_Goal of the exercise_
Lay out every line of the rows below as a Markdown table with two columns, No and Line, numbering each line and skipping blank ones. Leave the pictures out of the table.

_Dataset content_
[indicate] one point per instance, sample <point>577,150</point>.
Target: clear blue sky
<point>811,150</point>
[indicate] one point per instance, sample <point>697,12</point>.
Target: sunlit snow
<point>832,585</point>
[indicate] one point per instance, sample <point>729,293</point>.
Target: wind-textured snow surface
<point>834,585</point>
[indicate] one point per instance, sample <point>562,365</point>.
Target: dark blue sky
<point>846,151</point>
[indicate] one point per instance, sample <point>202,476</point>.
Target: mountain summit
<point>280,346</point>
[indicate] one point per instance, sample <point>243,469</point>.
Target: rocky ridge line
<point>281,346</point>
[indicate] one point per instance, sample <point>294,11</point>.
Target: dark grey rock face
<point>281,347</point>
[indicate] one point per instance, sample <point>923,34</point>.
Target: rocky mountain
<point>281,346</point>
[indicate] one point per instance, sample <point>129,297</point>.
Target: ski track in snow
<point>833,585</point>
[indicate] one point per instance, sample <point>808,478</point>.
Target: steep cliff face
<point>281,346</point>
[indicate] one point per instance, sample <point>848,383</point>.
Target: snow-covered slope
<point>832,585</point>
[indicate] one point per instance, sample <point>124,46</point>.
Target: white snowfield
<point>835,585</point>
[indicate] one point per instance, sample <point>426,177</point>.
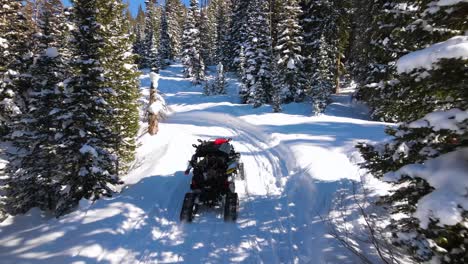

_Exercise result_
| No | Line |
|---|---|
| 1 | [indicate] one point per instance, sample <point>577,150</point>. |
| 2 | Target: clear blue sky |
| 3 | <point>811,150</point> |
| 4 | [indicate] one point per instance, sample <point>697,12</point>. |
| 5 | Target: sunlit snow |
| 6 | <point>832,585</point> |
| 7 | [indicate] one point per instance, sample <point>729,293</point>. |
| 8 | Target: wind-textured snow surface |
| 9 | <point>834,585</point> |
| 10 | [indicate] one point per instance, sample <point>562,365</point>. |
| 11 | Target: dark blue sky |
| 12 | <point>846,151</point> |
| 13 | [indicate] one point per instance, sample <point>202,476</point>. |
| 14 | Target: mountain summit |
| 15 | <point>280,346</point> |
| 16 | [indicate] one point per instance, sample <point>243,469</point>. |
| 17 | Target: rocky ridge line |
| 18 | <point>281,346</point> |
| 19 | [indicate] one point per instance, sample <point>294,11</point>. |
| 20 | Target: dark grey rock face |
| 21 | <point>281,347</point> |
| 22 | [indicate] one point per instance, sample <point>923,34</point>. |
| 23 | Target: rocky mountain |
| 24 | <point>281,346</point> |
| 25 | [indicate] one point per instance, sample <point>129,297</point>. |
| 26 | Target: ski track in snow |
| 27 | <point>833,585</point> |
| 28 | [indicate] one point per instance, sample <point>808,478</point>. |
| 29 | Target: steep cliff face |
| 30 | <point>281,346</point> |
| 31 | [indicate] one point per instance, sample <point>848,383</point>. |
| 32 | Target: snow-covered slope |
| 33 | <point>832,585</point> |
| 34 | [indicate] one point per instance, sample <point>124,46</point>. |
| 35 | Target: white snowfield |
| 36 | <point>835,585</point> |
| 37 | [indicate] one point per instance, sample <point>426,177</point>. |